Excerpts of pointing data
·····
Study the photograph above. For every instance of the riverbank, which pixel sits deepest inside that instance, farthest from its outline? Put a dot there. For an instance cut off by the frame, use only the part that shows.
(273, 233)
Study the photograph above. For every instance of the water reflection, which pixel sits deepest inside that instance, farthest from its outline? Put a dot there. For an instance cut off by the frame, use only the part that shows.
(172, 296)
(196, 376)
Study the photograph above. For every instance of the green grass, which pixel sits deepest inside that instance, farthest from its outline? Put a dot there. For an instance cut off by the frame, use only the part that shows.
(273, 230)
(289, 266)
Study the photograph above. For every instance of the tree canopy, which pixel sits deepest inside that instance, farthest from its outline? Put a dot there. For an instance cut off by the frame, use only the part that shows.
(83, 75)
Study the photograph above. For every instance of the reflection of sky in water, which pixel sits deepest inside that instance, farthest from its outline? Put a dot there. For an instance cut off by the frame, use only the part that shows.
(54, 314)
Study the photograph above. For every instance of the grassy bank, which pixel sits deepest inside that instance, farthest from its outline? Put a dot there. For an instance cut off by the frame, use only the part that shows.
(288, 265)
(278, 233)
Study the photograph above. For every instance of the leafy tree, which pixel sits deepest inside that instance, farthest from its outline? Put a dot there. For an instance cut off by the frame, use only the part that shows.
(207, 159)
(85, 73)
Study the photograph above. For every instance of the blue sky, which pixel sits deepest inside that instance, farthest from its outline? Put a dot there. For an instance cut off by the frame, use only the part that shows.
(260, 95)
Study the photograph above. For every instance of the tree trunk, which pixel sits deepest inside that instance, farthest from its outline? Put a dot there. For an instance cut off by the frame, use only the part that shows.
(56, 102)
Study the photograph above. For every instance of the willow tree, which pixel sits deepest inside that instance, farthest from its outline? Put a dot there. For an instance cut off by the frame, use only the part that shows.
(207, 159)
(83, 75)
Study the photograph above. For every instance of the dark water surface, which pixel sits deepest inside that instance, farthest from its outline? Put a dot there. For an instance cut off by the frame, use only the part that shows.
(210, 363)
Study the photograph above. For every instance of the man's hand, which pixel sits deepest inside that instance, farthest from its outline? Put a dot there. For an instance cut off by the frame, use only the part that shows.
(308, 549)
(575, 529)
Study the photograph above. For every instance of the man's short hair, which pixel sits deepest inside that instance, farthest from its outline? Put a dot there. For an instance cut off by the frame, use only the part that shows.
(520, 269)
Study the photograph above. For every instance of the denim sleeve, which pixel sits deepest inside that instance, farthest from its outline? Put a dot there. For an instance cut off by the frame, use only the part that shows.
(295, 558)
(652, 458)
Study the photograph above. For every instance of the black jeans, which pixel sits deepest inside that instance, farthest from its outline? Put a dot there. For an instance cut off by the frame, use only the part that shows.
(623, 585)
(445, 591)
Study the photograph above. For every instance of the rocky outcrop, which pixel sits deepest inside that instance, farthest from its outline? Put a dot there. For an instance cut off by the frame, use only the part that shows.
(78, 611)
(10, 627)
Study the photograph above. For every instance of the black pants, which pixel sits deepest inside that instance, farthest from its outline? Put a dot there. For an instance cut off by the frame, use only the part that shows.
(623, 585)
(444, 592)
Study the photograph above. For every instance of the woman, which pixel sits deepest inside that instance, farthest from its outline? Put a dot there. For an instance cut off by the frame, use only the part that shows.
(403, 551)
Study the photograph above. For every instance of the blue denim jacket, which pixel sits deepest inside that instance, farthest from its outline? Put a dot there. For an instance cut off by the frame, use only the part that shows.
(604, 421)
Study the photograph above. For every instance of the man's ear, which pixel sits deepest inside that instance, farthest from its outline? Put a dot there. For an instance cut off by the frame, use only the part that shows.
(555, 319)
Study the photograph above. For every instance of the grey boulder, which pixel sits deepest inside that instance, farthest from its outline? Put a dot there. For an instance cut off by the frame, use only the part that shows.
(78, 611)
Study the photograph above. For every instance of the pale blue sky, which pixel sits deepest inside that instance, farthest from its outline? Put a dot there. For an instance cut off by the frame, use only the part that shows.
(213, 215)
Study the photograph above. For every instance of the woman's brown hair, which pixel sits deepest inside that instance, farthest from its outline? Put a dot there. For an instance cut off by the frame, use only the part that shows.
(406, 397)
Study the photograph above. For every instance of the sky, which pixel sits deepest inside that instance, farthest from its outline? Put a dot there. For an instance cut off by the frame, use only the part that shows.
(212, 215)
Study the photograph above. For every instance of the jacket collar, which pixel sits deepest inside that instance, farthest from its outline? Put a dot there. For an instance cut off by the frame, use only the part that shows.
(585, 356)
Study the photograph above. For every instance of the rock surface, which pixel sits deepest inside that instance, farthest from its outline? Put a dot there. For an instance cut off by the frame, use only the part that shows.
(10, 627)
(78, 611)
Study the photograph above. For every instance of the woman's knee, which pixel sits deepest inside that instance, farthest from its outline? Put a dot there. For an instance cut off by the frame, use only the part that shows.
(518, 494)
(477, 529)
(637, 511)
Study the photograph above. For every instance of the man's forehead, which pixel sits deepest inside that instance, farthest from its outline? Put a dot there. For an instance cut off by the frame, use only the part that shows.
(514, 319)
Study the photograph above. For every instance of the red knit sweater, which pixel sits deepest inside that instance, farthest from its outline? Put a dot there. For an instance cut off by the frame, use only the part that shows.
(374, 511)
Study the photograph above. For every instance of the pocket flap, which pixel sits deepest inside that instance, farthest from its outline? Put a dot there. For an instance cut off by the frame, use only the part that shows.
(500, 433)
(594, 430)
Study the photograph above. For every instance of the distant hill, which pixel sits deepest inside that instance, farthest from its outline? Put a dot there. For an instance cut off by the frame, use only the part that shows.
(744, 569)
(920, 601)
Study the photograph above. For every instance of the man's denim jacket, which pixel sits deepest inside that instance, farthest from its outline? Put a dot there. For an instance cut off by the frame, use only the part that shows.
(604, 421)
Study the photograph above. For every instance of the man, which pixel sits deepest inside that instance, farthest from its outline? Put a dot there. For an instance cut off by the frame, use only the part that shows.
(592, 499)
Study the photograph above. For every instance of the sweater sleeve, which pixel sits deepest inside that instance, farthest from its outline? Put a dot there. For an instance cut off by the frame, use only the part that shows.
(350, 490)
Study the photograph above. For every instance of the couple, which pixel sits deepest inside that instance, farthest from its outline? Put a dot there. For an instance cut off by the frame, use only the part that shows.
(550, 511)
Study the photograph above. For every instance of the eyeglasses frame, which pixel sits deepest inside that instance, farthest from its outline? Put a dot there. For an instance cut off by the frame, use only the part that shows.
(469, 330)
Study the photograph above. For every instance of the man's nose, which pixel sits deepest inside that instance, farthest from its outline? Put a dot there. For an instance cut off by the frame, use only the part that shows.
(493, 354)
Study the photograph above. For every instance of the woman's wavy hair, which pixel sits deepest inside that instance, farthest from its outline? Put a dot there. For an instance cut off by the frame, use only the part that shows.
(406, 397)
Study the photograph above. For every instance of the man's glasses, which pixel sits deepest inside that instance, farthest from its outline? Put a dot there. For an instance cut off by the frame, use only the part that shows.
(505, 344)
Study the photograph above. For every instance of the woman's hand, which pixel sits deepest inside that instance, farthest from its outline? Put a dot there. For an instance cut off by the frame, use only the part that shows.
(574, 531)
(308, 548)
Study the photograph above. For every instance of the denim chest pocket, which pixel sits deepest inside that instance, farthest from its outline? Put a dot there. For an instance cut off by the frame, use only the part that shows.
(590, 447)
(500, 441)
·····
PROBLEM DETAILS: Please format all the items above as a Markdown table, with the row number in a column headed "No." and the line itself in a column headed "Line". Leave out blank lines.

THE SOLUTION:
| No. | Line |
|---|---|
| 1 | Study the photograph above. For every instance of the riverbank, which pixel sits deepest inside that instance, farthest from its outline? Put a dot there. For an instance cut off by the frame, use only the part that shows. |
| 2 | (273, 233) |
| 3 | Study the photograph above. For every instance of the water reflection, which pixel sits deepest inside that instance, farthest from its outline? Put a dot there. For an instance cut off by the frame, use only the part that shows. |
| 4 | (172, 296) |
| 5 | (196, 376) |
| 6 | Study the photograph above. For every instance of the green grass, which pixel sits deepest inside that instance, farthest from its outline? Put a dot there. For an instance cut off by the frame, use only the part that shows. |
| 7 | (273, 230) |
| 8 | (289, 266) |
| 9 | Study the photograph above. For every instance of the tree canopy, which pixel sits deepest inside that instance, farthest from its outline? Put a dot there. For an instance cut off by the frame, use only the part that shows. |
| 10 | (83, 75) |
| 11 | Study the photograph above. For every instance of the reflection of sky in water, which pixel sits deepest inside that instance, farthest from its outline? Put a dot there. For an instance cut off by the frame, use only the part that shows. |
| 12 | (54, 314) |
| 13 | Study the photograph above. For every instance of the grassy bank, which pixel sits deepest inside that instance, farthest from its outline? Put a dot there. For an instance cut off by the frame, use only the part that shows. |
| 14 | (288, 265) |
| 15 | (278, 233) |
| 16 | Study the photograph above. For every instance of the leafy tree, which pixel sits deepest inside that instance, farthest from its outline? Put a dot there. For an instance cut off by the frame, use only the part that shows. |
| 17 | (207, 159) |
| 18 | (85, 73) |
| 19 | Study the photograph above. For every instance of the blue sky, which pixel sits deepest inside that instance, farthest from its outline? Put a dot there. For an instance cut off by the frame, use only the part that shows. |
| 20 | (260, 95) |
| 21 | Study the photograph above. For every instance of the tree trunk, which pixel sits deepest inside that instance, farthest from its outline? Put a dot there. For an instance cut off by the frame, use only the part that shows. |
| 22 | (56, 102) |
| 23 | Study the photograph above. For every instance of the willow tree, which pixel sits deepest inside that instance, farthest from its outline? Put a dot there. For an instance cut off by the frame, use only the part that shows. |
| 24 | (207, 159) |
| 25 | (83, 75) |
| 26 | Study the photograph above. For every instance of the dark water surface, which pixel sits deepest inside that instance, farthest from its outline? Put a dot there. For an instance cut off by the frame, use only the part that shows. |
| 27 | (210, 363) |
| 28 | Study the photograph above. For every instance of the man's hand, which pixel sits deepest inside that instance, farthest from its outline? Put a dot there. For an instance cut off by the frame, use only the part that shows. |
| 29 | (308, 549) |
| 30 | (575, 529) |
| 31 | Study the photograph above. For every instance of the man's short hair, which pixel sits deepest inside that instance, farthest from its outline? Put a dot there. For an instance cut off by the frame, use only the part that shows. |
| 32 | (520, 269) |
| 33 | Study the photograph above. For every instance of the denim sleeve, which pixel sits deepest inside that instance, farthest from its outline? Put a dot there. For an instance cut off by the frame, use only the part that shows. |
| 34 | (295, 558) |
| 35 | (652, 458) |
| 36 | Study the photograph above. For every instance of the black jeans, which pixel sits deepest inside that instance, farthest from its outline? Put a dot there. For an instance cut off by the frame, use only the part that shows. |
| 37 | (623, 585) |
| 38 | (445, 591) |
| 39 | Study the photograph above. For every instance of the rocky outcrop, which pixel sits deepest inside that instance, farthest from its outline? Put a dot there. For an instance cut off by the frame, use only the part that shows. |
| 40 | (78, 611) |
| 41 | (10, 627) |
| 42 | Study the photograph above. For every instance of the black pants, which pixel sits deepest inside that instance, farthest from its outline? Put a dot there. For an instance cut off by the frame, use only the part that shows. |
| 43 | (623, 585) |
| 44 | (444, 592) |
| 45 | Study the photograph above. For every instance of the woman, which pixel sits deepest inside that instance, farthest from its outline? Put a dot there. For an instance cut off by the frame, use only the part that shows. |
| 46 | (403, 551) |
| 47 | Study the photograph above. For every instance of the blue denim jacket, which pixel sits deepest inside that instance, farthest from its outline? Put a dot there. For an instance cut off by the frame, use only the part that shows. |
| 48 | (604, 421) |
| 49 | Study the photograph above. For every instance of the man's ear, which pixel sits deepest inside that instance, farthest from its outline? Put a dot there. For an instance cut off by the frame, use only the part that shows. |
| 50 | (555, 319) |
| 51 | Study the photograph above. For every instance of the grey boulder, which pixel sits deepest inside that instance, farthest from its outline? Put a dot there. For an instance cut off by the frame, use only the part that shows. |
| 52 | (78, 611) |
| 53 | Study the photograph above. For every instance of the pale blue sky, which pixel sits deepest inside that instance, farthest from its outline? Put a dot there. For an instance cut off by the frame, use only the part that shows. |
| 54 | (213, 215) |
| 55 | Study the photograph above. For every instance of the woman's brown hair, which pixel sits deepest inside that instance, farthest from its outline? Put a dot there. For an instance cut off by the frame, use only the part that shows. |
| 56 | (406, 397) |
| 57 | Study the photograph above. For every instance of the sky, which pixel sits deepest inside that instance, farthest from its outline? Put a dot there. For an instance cut off by the frame, use only the part that shows. |
| 58 | (212, 215) |
| 59 | Study the photograph above. For every instance of the jacket collar, which pixel sits deepest inside that instance, farthest from its outline? Put a dot there. For an instance cut off by the frame, use only the part that shows. |
| 60 | (585, 356) |
| 61 | Study the photograph above. For every instance of the rock surface, which pixel sits deepest inside that instance, farthest from its outline? Put a dot there. For an instance cut off by the frame, use only the part that shows. |
| 62 | (10, 627) |
| 63 | (78, 611) |
| 64 | Study the photograph above. For every instance of the woman's knee, which pixel sits deepest inside that instance, farthest from its outline? Put a dot there. For an instance cut off by the frame, use only the part that shows. |
| 65 | (518, 494) |
| 66 | (477, 529) |
| 67 | (637, 511) |
| 68 | Study the photograph above. For every instance of the man's forehead, which pixel sits deepest inside that instance, farthest from its outline? Put a dot there. For an instance cut off by the frame, use only the part that shows. |
| 69 | (514, 319) |
| 70 | Study the photograph above. For every instance of the red knit sweater, which pixel sits deepest inside that instance, farthest from its outline? Put a dot there. For an instance cut off by the frame, use only the part that shows. |
| 71 | (374, 511) |
| 72 | Study the photograph above. For every instance of the pocket flap, which pixel sits deepest inside that instance, farthest from its outline? Put a dot there. For an instance cut off by the frame, use only the part that shows. |
| 73 | (500, 433) |
| 74 | (594, 430) |
| 75 | Study the photograph above. For every instance of the distant hill, which pixel sits deepest inside that instance, farthest from its outline? Put a dot there. For an instance cut off by the frame, use only the part that shows. |
| 76 | (744, 569) |
| 77 | (920, 601) |
| 78 | Study the photograph above. For every instance of the man's denim jacket, which pixel sits deepest inside that instance, farthest from its outline? Put a dot there. For an instance cut off by the frame, use only the part that shows. |
| 79 | (604, 421) |
| 80 | Study the photograph above. For every instance of the man, which pixel sits deepest inside that instance, farthest from its outline? Put a dot there. For an instance cut off by the frame, use only the part that shows. |
| 81 | (592, 499) |
| 82 | Study the photograph above. For every instance of the sweater sleeve, which pixel sits deepest inside that instance, farthest from its outline? Put a dot there. For an instance cut off by the frame, use only the part that shows. |
| 83 | (350, 490) |
| 84 | Study the photograph above. For every instance of the couple, which pixel sits deepest inside that instance, farthest from its outline? Put a dot there. For an instance cut off by the frame, use only the part that shows. |
| 85 | (550, 511) |
| 86 | Study the photograph above. For every instance of the eyeglasses frame, which pixel sits deepest inside that instance, farthest from its outline? Put a dot there. For an instance cut off by the frame, use only the part that shows. |
| 87 | (469, 330) |
| 88 | Study the photograph above. For every instance of the man's nose, which pixel sits deepest inside that instance, farthest from its outline? Put a dot there. For an instance cut off by the frame, use only the part that shows. |
| 89 | (493, 354) |
| 90 | Study the photograph above. For every instance of the woman's wavy hair, which pixel sits deepest inside that instance, farthest from its outline? Put a dot there. For an instance cut off by the frame, use only the part that shows. |
| 91 | (406, 397) |
| 92 | Study the photograph above. For every instance of the man's glasses, which pixel sits deepest inside that instance, farthest from its outline? Put a dot there. For an instance cut off by the frame, use only the part that shows. |
| 93 | (505, 344) |
| 94 | Study the photograph above. For every instance of the woman's hand, which pixel sits deepest inside that instance, farthest from its outline? Put a dot there. For an instance cut off by the frame, use only the part that shows. |
| 95 | (574, 531) |
| 96 | (308, 548) |
| 97 | Study the photograph above. For every instance of the denim chest pocket, which pixel sits deepest inside that instance, farthest from its outline? Put a dot there. For an instance cut off by the frame, use only the part that shows. |
| 98 | (590, 447) |
| 99 | (500, 441) |